§ **CHALLENGE**
Count the lines in the records below that contain the string "siding", with case counting, and give only that number.

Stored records
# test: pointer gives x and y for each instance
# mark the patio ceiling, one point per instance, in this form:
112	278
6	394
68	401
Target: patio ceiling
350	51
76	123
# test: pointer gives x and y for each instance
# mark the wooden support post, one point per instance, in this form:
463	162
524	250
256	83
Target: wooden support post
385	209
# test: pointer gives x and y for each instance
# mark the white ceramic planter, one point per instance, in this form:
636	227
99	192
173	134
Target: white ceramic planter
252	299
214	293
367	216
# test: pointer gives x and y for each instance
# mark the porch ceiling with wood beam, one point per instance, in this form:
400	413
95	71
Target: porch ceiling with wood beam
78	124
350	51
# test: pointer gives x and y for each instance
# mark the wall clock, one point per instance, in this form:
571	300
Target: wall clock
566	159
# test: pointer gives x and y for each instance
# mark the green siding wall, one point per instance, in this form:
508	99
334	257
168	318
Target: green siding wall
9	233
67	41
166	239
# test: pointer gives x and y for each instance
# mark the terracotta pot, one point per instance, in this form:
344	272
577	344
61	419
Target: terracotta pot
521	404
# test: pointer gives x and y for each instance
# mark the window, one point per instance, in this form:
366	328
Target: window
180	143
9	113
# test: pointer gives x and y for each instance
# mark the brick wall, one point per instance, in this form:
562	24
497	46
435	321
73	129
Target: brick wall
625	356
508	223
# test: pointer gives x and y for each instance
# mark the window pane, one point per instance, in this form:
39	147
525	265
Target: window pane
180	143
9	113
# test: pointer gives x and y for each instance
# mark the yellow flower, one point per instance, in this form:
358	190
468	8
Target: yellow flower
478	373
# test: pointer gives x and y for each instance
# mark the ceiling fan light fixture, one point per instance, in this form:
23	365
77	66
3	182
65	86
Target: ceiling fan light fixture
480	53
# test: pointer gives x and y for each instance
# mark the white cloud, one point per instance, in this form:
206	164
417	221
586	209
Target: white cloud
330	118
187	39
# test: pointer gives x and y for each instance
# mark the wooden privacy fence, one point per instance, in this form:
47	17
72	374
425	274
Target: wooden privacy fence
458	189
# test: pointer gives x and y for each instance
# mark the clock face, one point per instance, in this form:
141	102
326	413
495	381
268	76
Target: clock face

§ **REPLY**
2